The problem: Everything from the line that holds "Query: white goalpost" to the end of the entries below should be printed again, word for word, and nothing more.

The input:
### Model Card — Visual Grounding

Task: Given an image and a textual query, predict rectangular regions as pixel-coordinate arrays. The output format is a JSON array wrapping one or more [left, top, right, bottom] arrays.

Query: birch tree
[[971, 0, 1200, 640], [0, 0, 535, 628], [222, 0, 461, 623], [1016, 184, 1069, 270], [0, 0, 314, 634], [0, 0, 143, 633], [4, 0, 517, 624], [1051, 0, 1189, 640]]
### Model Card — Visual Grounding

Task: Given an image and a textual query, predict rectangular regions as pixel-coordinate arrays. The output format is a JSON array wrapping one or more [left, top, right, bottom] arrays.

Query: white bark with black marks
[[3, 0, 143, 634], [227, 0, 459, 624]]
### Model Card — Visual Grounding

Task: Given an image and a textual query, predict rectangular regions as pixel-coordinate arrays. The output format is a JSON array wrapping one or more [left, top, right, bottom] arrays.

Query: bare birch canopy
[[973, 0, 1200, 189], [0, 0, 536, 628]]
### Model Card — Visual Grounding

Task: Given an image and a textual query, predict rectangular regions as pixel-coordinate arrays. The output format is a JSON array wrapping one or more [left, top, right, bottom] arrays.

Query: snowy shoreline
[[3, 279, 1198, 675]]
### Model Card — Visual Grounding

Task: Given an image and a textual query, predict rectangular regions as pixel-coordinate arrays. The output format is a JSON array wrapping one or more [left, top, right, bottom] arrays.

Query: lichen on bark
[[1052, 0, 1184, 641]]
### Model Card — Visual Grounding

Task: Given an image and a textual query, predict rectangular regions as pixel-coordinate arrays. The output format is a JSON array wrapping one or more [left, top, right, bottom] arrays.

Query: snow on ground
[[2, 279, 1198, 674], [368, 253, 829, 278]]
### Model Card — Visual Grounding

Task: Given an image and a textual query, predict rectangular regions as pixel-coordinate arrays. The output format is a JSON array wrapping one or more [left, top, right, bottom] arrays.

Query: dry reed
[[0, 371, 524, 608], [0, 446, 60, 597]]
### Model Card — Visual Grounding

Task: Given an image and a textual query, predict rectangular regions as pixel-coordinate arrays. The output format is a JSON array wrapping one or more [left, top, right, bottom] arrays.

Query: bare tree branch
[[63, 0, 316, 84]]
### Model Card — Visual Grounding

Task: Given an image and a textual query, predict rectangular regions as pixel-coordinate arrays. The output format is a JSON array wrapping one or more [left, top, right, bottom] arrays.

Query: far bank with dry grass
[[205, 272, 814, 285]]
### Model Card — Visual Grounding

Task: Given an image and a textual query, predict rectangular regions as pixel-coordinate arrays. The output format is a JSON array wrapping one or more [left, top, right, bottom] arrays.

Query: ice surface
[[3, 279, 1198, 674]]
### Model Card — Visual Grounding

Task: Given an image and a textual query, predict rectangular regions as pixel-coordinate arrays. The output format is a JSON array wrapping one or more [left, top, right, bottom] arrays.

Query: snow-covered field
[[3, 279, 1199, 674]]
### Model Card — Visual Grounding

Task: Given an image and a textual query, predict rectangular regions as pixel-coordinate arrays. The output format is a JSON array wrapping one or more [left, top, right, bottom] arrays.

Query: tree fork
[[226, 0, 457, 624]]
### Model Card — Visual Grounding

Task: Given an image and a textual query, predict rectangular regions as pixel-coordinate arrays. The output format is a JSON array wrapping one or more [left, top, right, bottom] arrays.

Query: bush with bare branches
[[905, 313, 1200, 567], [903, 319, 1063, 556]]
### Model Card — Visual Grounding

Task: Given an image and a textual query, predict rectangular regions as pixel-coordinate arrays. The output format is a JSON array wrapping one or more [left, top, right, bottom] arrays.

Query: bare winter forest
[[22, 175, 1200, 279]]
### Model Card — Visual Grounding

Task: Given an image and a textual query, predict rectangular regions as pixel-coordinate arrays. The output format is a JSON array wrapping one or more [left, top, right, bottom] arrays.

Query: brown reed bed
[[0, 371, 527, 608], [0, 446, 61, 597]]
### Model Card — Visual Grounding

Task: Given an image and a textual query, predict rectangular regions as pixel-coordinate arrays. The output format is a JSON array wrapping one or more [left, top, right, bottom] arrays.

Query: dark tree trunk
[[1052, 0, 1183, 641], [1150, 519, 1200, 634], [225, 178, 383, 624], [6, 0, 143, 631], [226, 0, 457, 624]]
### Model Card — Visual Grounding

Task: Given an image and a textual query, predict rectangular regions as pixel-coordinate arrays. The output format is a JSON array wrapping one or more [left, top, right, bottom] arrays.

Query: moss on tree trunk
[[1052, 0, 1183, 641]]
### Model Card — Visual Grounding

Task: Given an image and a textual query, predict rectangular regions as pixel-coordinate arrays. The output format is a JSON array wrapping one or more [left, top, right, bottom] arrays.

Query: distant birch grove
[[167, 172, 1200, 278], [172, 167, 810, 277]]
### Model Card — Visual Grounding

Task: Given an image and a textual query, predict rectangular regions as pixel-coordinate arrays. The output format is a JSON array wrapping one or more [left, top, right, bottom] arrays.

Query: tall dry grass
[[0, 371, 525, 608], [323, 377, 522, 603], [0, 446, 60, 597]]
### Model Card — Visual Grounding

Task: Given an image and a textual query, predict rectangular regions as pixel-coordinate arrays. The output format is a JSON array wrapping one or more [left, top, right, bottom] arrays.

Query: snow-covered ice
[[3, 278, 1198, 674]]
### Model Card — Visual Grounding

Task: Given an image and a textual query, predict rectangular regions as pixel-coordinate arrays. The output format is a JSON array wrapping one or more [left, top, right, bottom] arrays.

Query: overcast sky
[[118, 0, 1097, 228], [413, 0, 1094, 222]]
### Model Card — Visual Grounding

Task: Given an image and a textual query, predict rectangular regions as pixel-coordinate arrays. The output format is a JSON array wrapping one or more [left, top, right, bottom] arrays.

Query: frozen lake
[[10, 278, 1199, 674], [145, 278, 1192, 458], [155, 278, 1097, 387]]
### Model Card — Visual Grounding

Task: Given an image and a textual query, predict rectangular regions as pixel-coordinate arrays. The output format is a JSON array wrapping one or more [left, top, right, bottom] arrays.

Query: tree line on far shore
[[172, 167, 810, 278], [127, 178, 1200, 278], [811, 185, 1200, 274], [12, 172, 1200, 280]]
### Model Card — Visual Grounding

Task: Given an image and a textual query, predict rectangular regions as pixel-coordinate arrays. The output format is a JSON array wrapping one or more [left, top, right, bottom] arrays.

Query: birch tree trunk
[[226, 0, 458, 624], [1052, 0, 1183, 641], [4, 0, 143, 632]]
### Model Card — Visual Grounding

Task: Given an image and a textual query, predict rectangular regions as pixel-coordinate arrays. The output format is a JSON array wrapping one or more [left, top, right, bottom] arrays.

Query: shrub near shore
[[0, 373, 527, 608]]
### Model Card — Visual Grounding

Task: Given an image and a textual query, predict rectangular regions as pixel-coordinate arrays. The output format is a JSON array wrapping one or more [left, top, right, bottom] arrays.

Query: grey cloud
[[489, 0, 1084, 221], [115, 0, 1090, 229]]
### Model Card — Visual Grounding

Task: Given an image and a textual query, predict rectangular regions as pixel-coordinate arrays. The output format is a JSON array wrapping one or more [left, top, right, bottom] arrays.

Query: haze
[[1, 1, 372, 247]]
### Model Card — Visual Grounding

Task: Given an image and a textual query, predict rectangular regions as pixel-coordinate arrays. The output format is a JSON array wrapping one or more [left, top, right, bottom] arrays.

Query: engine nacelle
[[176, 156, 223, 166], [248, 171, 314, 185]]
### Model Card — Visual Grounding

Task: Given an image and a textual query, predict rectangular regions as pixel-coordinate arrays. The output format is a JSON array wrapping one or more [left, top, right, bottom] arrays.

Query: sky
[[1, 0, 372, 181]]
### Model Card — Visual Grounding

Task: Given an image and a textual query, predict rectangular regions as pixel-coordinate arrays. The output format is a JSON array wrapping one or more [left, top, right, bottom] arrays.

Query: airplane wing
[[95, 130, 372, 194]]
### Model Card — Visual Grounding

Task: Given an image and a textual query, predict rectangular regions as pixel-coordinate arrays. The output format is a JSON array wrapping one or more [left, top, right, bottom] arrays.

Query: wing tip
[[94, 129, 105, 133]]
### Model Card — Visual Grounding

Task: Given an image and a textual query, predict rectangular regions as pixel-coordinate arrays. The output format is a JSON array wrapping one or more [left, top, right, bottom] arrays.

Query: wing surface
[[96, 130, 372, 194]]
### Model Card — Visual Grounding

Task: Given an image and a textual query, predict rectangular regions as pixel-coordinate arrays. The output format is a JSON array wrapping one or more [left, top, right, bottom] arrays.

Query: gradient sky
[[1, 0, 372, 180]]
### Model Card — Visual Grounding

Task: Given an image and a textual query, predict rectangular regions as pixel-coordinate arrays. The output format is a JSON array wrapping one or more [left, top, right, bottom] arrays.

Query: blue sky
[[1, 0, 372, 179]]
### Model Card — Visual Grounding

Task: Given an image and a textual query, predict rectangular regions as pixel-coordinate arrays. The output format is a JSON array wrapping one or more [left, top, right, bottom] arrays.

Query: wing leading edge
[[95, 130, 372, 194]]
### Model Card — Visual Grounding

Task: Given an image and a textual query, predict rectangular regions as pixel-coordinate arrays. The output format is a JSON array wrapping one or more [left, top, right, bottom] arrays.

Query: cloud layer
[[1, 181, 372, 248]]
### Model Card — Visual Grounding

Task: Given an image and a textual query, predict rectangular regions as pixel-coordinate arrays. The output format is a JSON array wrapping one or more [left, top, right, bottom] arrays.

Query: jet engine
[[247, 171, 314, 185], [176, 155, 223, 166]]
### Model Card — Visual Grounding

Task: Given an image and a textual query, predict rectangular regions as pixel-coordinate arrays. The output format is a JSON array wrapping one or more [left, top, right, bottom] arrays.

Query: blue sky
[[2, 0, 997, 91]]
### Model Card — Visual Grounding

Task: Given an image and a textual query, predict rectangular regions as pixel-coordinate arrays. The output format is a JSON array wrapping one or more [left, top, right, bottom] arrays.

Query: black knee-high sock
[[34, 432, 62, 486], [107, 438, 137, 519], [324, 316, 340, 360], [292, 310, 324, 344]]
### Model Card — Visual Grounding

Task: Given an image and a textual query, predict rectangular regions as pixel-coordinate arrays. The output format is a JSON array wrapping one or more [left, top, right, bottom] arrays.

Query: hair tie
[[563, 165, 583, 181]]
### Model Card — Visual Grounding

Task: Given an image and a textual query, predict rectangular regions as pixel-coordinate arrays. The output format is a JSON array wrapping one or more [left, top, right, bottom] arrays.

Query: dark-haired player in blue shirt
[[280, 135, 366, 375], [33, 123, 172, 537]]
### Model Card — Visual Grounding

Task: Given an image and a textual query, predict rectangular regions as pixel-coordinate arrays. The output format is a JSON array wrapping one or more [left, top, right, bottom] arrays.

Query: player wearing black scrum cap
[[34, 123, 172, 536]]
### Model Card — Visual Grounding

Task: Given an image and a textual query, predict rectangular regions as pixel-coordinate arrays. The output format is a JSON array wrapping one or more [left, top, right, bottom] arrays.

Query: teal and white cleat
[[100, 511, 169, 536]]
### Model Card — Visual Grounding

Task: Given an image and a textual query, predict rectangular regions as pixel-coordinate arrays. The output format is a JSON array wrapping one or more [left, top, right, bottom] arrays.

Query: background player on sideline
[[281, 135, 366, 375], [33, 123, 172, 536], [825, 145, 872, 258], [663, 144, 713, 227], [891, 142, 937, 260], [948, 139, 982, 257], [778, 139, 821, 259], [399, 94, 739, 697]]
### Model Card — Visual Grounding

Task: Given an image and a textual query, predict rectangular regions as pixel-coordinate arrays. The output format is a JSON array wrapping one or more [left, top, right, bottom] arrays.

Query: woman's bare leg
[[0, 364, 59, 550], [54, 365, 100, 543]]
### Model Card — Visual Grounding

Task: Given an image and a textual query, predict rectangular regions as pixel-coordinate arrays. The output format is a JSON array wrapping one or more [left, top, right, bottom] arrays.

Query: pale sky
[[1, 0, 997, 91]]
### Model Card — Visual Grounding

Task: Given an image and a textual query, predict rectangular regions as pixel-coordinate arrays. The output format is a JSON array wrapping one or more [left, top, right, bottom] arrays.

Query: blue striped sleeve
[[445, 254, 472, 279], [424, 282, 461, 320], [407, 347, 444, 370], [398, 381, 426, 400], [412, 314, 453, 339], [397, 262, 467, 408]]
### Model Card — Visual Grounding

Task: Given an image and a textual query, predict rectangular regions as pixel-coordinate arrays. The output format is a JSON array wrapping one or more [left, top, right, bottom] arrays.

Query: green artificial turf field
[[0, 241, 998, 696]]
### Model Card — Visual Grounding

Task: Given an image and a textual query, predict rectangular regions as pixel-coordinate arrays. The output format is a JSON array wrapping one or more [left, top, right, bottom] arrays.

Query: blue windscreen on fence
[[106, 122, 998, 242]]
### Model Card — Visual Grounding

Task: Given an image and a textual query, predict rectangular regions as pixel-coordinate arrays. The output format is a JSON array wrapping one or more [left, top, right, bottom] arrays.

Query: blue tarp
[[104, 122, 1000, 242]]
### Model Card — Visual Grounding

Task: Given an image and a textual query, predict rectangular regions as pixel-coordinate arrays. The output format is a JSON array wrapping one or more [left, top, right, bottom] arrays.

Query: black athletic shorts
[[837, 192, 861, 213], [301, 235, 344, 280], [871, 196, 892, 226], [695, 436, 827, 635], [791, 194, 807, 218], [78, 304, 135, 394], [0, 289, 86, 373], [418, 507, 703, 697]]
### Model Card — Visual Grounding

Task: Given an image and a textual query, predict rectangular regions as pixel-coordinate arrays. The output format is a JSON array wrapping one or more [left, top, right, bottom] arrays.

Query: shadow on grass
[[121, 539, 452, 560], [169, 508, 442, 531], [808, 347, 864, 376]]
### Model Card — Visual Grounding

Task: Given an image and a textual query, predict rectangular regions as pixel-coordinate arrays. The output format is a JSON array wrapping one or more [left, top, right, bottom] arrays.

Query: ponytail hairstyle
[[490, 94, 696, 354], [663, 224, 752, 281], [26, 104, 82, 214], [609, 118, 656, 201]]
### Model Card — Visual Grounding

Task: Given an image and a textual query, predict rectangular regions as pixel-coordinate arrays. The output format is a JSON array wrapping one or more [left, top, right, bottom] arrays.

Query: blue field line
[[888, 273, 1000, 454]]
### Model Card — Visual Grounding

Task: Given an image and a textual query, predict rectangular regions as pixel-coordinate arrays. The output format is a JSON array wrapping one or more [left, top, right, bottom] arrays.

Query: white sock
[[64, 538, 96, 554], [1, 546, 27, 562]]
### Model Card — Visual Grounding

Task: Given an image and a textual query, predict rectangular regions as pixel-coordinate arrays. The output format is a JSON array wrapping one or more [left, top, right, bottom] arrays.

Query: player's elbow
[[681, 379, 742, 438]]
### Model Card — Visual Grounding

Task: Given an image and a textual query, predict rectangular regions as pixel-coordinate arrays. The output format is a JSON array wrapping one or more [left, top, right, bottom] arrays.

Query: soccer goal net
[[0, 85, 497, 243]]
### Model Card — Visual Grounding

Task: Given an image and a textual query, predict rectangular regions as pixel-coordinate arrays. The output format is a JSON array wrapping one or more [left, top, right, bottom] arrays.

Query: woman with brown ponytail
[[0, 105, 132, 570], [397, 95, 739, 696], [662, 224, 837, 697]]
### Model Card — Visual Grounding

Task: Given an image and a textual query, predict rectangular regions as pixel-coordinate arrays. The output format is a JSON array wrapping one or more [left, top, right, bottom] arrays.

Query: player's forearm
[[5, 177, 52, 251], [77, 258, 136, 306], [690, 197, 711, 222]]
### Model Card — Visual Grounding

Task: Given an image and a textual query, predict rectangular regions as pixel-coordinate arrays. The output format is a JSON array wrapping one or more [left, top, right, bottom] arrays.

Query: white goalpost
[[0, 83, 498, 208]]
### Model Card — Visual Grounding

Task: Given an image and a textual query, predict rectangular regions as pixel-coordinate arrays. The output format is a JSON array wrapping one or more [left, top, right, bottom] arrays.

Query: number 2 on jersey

Result of the task:
Query: white goalpost
[[0, 83, 498, 208]]
### Model Card — Visual Grounding

Task: Given an image and a textual query, predict rectangular regions as pixel-coordinate arrays. The output format is a JSON array wrapping one or more [left, top, right, bottom] arrays.

Query: number 2 on jersey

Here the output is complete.